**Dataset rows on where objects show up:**
--------------------------------
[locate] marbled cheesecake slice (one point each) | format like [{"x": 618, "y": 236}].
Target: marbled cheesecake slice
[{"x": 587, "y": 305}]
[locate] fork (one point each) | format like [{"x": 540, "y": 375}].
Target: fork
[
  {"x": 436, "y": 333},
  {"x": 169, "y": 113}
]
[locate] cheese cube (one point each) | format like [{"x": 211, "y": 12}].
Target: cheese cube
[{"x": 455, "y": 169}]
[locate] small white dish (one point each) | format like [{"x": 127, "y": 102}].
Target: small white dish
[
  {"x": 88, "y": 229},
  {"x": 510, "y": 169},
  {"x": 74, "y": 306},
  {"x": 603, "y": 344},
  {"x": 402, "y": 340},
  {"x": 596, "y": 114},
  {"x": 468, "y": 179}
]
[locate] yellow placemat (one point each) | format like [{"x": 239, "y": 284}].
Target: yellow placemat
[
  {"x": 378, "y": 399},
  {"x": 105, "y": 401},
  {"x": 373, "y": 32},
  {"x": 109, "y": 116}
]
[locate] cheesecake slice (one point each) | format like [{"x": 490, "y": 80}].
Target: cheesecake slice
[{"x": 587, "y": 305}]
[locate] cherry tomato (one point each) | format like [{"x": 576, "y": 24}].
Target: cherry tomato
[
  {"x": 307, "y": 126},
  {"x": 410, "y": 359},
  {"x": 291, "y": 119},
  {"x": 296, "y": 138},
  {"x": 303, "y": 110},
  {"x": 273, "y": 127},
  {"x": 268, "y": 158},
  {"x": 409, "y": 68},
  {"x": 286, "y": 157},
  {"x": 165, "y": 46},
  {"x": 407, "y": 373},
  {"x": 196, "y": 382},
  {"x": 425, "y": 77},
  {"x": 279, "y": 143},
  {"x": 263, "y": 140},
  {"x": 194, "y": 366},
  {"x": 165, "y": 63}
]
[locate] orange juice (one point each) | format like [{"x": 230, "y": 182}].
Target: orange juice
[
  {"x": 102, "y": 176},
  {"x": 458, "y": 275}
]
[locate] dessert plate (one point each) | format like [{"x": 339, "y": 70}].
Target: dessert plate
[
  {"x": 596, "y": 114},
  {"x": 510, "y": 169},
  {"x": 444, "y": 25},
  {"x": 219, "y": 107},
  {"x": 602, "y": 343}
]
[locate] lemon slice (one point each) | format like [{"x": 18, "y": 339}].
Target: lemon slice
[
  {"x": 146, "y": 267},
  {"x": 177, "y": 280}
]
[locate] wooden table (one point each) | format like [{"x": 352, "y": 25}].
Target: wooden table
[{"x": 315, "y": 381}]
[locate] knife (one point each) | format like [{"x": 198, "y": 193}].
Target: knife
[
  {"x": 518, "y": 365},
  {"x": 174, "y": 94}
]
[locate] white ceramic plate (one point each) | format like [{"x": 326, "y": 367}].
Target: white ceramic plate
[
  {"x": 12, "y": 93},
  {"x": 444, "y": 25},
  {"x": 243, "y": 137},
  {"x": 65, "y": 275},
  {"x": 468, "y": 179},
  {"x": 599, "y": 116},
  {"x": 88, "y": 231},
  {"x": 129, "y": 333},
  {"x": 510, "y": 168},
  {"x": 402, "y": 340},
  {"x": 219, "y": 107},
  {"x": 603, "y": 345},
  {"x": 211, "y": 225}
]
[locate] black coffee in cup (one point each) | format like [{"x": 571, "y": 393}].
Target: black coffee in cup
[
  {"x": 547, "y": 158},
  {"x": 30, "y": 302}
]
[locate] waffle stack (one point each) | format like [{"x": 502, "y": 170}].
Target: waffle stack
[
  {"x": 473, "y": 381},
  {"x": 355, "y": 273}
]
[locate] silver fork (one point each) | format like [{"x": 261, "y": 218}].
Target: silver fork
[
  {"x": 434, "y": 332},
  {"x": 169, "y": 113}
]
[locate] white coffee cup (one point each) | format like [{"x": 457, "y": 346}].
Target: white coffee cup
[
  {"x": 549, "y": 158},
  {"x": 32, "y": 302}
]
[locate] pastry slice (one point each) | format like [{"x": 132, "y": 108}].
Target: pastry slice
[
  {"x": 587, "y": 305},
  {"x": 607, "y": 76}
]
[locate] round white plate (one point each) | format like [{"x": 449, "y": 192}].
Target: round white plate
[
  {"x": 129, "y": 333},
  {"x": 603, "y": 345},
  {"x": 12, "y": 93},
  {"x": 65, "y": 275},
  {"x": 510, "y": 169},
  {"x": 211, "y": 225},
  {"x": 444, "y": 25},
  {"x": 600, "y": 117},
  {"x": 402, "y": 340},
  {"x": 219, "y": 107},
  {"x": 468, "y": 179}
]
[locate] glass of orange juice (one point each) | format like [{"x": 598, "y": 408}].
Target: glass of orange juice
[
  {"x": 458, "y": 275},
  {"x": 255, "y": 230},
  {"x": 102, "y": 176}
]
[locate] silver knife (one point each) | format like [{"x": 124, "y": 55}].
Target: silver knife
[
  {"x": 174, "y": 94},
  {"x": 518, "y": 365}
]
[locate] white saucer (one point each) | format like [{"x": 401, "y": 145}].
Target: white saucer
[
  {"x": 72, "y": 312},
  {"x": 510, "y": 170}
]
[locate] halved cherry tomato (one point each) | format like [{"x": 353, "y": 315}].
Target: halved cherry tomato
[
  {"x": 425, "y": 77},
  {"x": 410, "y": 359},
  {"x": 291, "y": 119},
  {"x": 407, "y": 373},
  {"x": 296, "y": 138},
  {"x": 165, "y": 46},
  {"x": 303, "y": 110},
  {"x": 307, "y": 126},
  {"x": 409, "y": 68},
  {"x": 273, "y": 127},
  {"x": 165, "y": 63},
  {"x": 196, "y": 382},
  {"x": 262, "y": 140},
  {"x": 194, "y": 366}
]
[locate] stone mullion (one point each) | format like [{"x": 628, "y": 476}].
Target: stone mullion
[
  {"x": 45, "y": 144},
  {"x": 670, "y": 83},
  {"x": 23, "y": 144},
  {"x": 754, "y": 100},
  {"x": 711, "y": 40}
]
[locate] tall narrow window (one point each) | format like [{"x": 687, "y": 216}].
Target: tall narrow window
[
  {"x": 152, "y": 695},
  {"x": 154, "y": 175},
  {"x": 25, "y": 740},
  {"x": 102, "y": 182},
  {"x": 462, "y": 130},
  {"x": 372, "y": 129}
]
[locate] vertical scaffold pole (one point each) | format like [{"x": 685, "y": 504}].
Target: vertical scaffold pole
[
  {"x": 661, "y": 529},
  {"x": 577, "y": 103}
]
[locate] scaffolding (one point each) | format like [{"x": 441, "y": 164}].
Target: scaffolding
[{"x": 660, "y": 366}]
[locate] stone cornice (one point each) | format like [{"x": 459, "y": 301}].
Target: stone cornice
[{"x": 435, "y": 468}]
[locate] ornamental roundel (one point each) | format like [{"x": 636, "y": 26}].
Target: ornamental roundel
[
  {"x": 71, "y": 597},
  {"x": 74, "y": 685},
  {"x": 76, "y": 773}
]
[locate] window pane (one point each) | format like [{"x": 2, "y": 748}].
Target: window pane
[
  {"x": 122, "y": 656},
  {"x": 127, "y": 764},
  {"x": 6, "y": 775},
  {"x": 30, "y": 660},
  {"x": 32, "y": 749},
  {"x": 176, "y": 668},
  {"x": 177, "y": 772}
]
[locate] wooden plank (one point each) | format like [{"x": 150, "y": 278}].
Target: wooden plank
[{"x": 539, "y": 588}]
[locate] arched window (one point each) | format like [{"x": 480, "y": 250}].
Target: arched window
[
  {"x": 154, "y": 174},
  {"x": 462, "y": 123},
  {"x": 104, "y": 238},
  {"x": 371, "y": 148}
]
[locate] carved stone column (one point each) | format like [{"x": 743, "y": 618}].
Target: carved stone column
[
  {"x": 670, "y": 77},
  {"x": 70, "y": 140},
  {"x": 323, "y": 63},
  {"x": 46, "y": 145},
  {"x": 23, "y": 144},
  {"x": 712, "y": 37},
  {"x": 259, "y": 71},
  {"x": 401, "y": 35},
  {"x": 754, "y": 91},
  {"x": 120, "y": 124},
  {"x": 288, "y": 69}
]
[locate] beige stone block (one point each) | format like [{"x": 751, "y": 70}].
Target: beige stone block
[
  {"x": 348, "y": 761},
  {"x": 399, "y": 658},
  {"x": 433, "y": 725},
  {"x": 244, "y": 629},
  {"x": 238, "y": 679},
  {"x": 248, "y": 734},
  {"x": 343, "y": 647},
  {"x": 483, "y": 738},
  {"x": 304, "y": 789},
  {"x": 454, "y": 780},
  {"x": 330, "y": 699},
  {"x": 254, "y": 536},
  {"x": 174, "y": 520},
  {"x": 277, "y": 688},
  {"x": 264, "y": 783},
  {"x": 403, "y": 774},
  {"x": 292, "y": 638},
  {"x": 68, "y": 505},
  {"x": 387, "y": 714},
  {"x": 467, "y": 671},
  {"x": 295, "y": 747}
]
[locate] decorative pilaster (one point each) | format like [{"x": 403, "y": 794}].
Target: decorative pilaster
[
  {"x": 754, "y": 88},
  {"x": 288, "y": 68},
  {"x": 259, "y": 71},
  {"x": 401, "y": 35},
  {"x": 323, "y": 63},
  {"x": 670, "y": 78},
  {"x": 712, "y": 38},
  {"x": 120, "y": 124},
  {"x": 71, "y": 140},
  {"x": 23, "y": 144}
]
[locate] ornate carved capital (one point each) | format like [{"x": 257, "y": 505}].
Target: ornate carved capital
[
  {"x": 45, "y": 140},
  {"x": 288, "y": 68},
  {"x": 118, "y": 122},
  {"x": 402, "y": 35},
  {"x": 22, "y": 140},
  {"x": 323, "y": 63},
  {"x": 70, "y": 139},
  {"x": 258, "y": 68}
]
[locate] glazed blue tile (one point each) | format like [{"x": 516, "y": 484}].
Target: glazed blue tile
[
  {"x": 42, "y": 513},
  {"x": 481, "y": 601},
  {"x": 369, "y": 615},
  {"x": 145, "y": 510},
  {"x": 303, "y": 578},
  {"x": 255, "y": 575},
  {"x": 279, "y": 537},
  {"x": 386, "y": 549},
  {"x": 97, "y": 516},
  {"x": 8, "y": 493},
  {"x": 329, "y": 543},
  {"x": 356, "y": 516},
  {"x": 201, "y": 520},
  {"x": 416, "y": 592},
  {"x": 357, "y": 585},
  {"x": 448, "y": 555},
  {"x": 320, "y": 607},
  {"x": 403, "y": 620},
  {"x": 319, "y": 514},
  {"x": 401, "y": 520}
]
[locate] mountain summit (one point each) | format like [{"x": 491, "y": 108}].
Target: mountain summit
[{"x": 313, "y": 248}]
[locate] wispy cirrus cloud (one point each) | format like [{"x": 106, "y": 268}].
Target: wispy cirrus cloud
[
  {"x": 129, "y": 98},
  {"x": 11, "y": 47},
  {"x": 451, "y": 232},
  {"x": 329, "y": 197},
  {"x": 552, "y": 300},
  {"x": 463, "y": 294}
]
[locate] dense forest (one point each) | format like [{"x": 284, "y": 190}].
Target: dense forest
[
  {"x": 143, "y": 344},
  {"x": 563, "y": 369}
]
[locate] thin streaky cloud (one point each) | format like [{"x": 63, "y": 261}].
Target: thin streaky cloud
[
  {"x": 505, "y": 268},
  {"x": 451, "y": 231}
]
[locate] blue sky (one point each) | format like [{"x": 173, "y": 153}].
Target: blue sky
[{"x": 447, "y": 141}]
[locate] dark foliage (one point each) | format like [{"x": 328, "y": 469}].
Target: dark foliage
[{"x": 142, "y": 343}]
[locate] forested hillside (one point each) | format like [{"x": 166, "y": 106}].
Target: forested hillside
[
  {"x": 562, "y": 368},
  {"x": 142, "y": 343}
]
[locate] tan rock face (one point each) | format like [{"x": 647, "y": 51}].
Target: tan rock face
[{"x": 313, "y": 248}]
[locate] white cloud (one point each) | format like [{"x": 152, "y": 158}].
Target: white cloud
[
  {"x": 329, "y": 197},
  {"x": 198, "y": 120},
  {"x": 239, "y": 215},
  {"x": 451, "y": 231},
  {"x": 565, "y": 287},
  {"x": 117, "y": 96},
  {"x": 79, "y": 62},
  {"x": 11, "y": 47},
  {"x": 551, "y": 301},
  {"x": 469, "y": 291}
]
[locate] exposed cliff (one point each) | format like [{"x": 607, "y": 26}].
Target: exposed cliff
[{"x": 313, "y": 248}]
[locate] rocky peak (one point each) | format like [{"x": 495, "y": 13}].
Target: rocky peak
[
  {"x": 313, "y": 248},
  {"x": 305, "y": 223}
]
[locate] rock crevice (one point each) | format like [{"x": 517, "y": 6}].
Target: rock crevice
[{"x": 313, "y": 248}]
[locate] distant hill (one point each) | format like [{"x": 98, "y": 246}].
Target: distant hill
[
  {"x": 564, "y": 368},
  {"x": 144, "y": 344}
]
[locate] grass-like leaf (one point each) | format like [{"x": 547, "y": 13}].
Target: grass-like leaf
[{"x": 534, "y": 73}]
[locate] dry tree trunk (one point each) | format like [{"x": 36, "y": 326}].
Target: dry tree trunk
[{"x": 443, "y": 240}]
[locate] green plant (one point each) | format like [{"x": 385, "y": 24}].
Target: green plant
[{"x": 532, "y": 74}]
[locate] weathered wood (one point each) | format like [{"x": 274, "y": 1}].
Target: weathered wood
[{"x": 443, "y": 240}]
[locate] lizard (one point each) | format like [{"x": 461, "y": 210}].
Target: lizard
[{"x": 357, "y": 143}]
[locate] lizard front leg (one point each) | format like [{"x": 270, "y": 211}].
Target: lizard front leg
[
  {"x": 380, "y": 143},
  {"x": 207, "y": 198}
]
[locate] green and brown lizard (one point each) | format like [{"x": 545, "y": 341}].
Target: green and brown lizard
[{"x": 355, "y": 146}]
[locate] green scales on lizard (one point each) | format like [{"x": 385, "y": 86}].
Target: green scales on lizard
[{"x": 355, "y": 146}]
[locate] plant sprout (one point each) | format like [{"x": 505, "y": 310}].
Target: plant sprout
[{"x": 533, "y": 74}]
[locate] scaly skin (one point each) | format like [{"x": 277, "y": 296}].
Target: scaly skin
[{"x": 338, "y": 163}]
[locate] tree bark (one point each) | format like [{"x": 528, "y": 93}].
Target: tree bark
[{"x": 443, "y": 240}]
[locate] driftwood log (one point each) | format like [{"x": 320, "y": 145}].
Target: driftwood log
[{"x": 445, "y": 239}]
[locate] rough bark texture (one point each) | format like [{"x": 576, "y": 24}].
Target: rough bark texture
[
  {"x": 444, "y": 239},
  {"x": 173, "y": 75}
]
--------------------------------
**CHALLENGE:** Copy everything in the listing from the line containing "[locate] plant sprout" down through its last line, and change nothing.

**WORKED SOLUTION:**
[locate] plant sprout (one point each) | format like [{"x": 505, "y": 310}].
Target: plant sprout
[{"x": 533, "y": 74}]
[locate] scaly skin (one point each) | format like [{"x": 277, "y": 296}].
Target: scaly skin
[{"x": 338, "y": 163}]
[locate] tree bark (one point each) | format like [{"x": 528, "y": 93}].
Target: tree bark
[{"x": 443, "y": 240}]
[locate] driftwood log (one point each) | format like [{"x": 320, "y": 145}].
Target: driftwood log
[{"x": 445, "y": 239}]
[locate] rough bark texture (one point each) | format like [{"x": 576, "y": 24}].
Target: rough bark texture
[
  {"x": 444, "y": 239},
  {"x": 173, "y": 75}
]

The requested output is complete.